Start of Block

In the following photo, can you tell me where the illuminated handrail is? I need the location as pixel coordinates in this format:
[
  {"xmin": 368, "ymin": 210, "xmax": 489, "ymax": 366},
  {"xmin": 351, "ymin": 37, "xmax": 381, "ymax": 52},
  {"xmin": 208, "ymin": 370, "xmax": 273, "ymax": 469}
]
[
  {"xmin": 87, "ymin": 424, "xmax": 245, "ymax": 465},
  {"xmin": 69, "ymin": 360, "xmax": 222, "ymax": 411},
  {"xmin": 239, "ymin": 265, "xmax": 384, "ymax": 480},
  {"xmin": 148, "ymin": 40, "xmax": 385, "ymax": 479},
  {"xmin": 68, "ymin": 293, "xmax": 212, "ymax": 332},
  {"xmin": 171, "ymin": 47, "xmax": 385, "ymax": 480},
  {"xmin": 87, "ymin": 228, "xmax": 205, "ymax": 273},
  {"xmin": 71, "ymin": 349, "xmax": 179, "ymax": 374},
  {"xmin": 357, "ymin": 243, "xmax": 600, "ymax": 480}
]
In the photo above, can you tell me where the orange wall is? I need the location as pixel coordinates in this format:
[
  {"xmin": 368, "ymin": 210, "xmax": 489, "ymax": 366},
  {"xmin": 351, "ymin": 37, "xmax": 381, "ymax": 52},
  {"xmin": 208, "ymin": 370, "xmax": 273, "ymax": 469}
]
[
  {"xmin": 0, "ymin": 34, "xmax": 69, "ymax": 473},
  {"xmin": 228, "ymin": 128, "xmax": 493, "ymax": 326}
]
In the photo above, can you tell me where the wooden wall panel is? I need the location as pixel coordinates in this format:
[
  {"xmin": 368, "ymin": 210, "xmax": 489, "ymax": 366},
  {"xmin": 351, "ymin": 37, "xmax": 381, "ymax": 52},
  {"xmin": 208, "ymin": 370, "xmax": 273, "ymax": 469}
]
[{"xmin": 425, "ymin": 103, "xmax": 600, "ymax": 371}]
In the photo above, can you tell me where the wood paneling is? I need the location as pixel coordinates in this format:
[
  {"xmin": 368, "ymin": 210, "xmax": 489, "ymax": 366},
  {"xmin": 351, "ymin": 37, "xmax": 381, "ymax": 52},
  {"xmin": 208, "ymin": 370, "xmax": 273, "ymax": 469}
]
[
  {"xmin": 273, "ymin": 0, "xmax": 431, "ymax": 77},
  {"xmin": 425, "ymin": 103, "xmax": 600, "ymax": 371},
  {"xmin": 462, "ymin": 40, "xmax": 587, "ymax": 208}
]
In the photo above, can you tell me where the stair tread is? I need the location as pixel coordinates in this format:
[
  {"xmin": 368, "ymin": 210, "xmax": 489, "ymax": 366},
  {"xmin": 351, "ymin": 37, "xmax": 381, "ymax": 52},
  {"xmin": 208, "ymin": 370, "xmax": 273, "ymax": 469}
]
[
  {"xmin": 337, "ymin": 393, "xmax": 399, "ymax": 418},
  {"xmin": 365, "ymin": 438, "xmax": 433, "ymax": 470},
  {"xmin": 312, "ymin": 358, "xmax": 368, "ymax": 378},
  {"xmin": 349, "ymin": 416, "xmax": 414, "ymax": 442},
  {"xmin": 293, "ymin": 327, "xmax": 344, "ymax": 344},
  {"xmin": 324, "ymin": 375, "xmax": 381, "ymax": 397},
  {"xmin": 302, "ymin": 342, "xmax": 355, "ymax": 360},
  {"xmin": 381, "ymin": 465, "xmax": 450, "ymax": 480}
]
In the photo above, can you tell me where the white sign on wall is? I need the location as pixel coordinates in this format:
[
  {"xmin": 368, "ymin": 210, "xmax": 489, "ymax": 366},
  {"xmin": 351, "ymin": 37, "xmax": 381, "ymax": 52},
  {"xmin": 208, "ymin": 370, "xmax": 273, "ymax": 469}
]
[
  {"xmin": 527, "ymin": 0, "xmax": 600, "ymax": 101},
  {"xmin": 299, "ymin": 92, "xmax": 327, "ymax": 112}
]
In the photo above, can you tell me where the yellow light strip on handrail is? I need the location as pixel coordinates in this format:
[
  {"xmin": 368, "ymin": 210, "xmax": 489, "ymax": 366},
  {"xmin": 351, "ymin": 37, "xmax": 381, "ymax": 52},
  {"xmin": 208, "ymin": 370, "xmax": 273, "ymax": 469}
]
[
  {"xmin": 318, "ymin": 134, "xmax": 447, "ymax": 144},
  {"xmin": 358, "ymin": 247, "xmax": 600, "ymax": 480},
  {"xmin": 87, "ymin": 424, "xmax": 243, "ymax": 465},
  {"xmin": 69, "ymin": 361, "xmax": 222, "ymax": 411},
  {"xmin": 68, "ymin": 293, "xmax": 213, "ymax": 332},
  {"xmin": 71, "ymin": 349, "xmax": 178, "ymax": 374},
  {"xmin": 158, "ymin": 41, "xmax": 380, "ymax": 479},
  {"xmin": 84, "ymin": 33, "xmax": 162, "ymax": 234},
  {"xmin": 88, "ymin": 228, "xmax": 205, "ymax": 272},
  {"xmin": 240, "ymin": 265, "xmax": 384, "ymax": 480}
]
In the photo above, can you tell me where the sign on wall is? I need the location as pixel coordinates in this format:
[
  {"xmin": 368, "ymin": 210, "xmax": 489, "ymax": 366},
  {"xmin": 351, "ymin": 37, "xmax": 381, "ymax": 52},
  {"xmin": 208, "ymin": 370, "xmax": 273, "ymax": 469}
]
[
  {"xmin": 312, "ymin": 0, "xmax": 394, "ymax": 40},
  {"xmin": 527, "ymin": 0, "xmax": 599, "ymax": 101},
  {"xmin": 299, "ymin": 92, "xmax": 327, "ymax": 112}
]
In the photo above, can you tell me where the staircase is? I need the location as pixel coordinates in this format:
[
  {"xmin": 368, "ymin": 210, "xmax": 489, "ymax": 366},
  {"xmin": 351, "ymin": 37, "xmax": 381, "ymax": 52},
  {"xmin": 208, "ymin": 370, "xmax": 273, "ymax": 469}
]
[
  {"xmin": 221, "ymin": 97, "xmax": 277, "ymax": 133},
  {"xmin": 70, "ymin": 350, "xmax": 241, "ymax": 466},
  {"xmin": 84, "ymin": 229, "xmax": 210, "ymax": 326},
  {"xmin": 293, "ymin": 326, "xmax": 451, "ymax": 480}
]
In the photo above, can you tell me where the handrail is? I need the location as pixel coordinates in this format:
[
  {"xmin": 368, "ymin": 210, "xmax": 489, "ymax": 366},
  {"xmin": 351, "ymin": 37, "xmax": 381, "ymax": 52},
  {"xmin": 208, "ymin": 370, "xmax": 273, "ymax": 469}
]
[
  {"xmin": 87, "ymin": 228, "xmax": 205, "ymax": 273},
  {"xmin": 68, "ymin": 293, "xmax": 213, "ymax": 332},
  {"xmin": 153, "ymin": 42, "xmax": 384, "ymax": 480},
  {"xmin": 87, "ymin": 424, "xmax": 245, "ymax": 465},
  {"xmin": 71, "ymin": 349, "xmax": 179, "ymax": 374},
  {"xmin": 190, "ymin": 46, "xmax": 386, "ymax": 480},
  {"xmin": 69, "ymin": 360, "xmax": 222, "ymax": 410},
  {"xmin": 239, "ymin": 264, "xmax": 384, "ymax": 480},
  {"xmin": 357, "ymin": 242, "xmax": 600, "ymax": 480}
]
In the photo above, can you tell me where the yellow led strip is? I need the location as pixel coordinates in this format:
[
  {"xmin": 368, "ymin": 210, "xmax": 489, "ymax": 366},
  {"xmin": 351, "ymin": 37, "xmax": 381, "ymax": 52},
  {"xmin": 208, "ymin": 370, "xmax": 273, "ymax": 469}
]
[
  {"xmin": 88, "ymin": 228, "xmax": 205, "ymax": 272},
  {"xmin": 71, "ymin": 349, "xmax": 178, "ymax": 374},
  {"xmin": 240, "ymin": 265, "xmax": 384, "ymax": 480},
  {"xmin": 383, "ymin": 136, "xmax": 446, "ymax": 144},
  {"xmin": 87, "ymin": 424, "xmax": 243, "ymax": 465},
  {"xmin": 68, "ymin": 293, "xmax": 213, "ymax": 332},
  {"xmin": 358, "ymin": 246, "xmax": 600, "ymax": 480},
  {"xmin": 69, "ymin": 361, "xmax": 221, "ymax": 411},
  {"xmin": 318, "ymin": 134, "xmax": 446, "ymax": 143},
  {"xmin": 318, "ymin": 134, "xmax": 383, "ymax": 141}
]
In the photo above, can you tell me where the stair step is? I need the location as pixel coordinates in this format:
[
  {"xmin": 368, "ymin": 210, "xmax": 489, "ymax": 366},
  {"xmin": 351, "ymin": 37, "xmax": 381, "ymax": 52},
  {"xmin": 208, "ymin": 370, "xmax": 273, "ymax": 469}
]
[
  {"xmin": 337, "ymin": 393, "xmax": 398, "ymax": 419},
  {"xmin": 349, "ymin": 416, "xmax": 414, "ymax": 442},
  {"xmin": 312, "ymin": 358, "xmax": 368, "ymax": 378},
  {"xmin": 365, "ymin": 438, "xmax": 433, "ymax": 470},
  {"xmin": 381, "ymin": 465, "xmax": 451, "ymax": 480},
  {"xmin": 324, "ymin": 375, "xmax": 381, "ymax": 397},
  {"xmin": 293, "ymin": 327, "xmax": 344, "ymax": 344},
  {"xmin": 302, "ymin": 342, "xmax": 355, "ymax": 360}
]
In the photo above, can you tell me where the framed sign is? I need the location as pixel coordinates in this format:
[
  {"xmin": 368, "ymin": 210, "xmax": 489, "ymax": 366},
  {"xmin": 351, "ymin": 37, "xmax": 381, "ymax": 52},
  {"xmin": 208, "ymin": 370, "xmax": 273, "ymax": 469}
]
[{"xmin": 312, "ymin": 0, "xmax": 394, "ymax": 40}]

End of Block

* Goal of the exercise
Each line of the data that has the string "sign" counts once; give the total and nothing else.

* Task answer
3